_EXCERPT TO READ_
Glenn Turner

Personal information
- Full name: Glenn Maitland Turner
- Born: 26 May 1947 (age 79) Dunedin, New Zealand
- Batting: Right-handed
- Role: Batsman
- Relations: Sukhi Turner (wife); Brian Turner (brother); Greg Turner (brother);

International information
- National side: New Zealand (1969–1983);
- Test debut (cap 174): 27 February 1969 v West Indies
- Last Test: 11 March 1983 v Sri Lanka
- ODI debut (cap 9): 11 February 1973 v Pakistan
- Last ODI: 20 June 1983 v Pakistan

Domestic team information
- 1964/65–1975/76: Otago
- 1967–1982: Worcestershire
- 1976/77: Northern Districts
- 1977/78–1982/83: Otago

Career statistics
| Competition | Test | ODI | FC | LA |
| Matches | 41 | 41 | 455 | 313 |
| Runs scored | 2,991 | 1,598 | 34,346 | 10,784 |
| Batting average | 44.64 | 47.00 | 49.70 | 37.70 |
| 100s/50s | 7/14 | 3/9 | 103/148 | 14/66 |
| Top score | 259 | 171* | 311* | 171* |
| Balls bowled | 12 | 6 | 442 | 196 |
| Wickets | 0 | 0 | 5 | 9 |
| Bowling average | – | – | 37.80 | 16.88 |
| 5 wickets in innings | – | – | 0 | 0 |
| 10 wickets in match | – | – | 0 | 0 |
| Best bowling | – | – | 3/18 | 2/4 |
| Catches/stumpings | 42/– | 13/– | 409/– | 125/– |
- Source: Cricinfo, 25 August 2010

= Glenn Turner =

New Zealand cricketer (born 1947)

Glenn Maitland Turner (born ) is a New Zealand former cricketer and coach. A right-handed batter who predominantly opened the batting, he played 41 Test and 41 One Day International (ODI) matches for New Zealand from 1969 to 1983.

In New Zealand domestic cricket, Turner represented Otago between 1964 and 1976, as well as Northern Districts in 1976/1977. He also represented Worcestershire in English county cricket from 1967 to 1982.

Turner served as the coach of New Zealand between 1985 and 1987, and for the second time between 1995 and 1996.

==Early life==
Glenn Turner was born at Dunedin in 1947 and went to Otago Boys' High School, where he became serious about playing cricket. He played for the school between 1962 and 1964. He admitted that he spent so much time playing sport that he neglected his studies. He played a trial match for Otago against Southland in Invercargill where he scored 105 not out. This innings helped him get selected for the Otago team to play in the Plunket Shield at the age of 17.

His brothers are poet Brian Turner and golfer Greg Turner. His wife Dame Sukhi Turner, whom he met while touring India in 1969, is a former mayor of Dunedin.

==Domestic career==
Turner made his first class debut for Otago against Canterbury at Carisbrook in 1964. He scored 126 runs that season averaging 14 per innings. He was a very slow scorer of runs at that stage. In one innings he scored 21 runs in 235 minutes. His second season of first class cricket in 1965–66, he finished second in the averages with 330 runs at an average of 47.14. In his third season of first class cricket for Otago in 1966–67, he scored 224 runs at an average of 22.4 per innings. Turner had trials with Warwickshire, Worcestershire, Lancashire, Middlesex, and Surrey and gained a contract with Worcestershire. He played two games for Worcestershire in 1967 and in the following season (1968) he played 25 first class games for them scoring 1182 runs at 28.82 with one century (106 against Middlesex). He had a quieter 1969 season scoring only 502 runs and failing to score a century.

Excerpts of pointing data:
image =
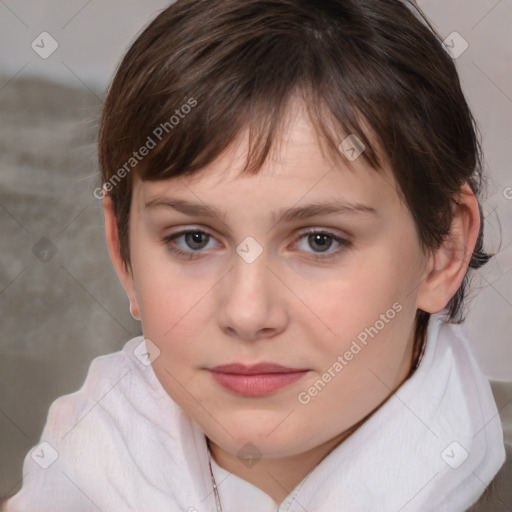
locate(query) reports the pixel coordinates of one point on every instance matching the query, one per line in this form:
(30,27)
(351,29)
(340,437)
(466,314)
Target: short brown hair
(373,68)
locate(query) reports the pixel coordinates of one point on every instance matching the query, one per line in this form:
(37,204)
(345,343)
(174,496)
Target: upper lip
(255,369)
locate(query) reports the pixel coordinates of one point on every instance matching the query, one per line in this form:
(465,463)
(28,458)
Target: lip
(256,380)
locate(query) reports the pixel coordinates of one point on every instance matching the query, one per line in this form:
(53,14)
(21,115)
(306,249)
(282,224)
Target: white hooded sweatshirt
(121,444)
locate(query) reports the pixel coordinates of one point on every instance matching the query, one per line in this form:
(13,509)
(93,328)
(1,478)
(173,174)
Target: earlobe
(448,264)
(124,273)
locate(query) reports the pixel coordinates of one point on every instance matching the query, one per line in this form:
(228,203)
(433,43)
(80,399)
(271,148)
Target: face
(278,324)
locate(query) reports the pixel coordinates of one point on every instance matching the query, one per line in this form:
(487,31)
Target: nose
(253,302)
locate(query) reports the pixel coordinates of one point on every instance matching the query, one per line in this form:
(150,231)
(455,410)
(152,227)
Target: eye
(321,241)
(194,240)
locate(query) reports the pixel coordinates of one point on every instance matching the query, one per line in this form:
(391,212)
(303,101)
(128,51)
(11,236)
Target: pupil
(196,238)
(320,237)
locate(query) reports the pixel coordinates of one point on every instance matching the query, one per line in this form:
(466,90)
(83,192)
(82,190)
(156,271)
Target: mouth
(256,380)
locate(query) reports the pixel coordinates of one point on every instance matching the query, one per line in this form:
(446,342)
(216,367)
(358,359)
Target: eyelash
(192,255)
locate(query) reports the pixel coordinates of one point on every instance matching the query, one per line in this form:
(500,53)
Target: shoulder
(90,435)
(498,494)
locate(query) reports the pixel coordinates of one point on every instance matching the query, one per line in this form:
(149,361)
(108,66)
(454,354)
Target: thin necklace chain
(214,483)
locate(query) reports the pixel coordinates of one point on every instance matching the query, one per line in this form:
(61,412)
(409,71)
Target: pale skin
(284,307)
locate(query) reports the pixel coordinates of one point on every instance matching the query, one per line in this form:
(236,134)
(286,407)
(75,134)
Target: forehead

_YOUR INSTRUCTIONS_
According to the Glenn Turner article, what score did he make in his trial match for Otago against Southland?

_RESPONSE TO THE TASK_
He scored 105 not out.